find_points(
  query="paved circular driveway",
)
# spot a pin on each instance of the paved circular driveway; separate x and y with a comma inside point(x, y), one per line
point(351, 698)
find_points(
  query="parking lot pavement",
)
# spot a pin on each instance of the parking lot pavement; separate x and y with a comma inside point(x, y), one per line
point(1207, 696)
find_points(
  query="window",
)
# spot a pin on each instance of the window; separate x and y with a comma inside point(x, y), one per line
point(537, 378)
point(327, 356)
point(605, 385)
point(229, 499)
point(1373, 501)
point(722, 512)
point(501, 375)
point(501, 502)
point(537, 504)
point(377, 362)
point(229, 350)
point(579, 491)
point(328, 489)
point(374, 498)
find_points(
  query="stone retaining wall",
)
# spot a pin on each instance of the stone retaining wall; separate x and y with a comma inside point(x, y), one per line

**WHAT YOU SHOULD DO:** From the entries, copy out each line containing the word "stone".

**RESPONSE TO THE TASK:**
  query="stone retaining wall",
# spot a pin on each instance of the stone retaining wall; separate x and y with a comma inside point(x, y), one per line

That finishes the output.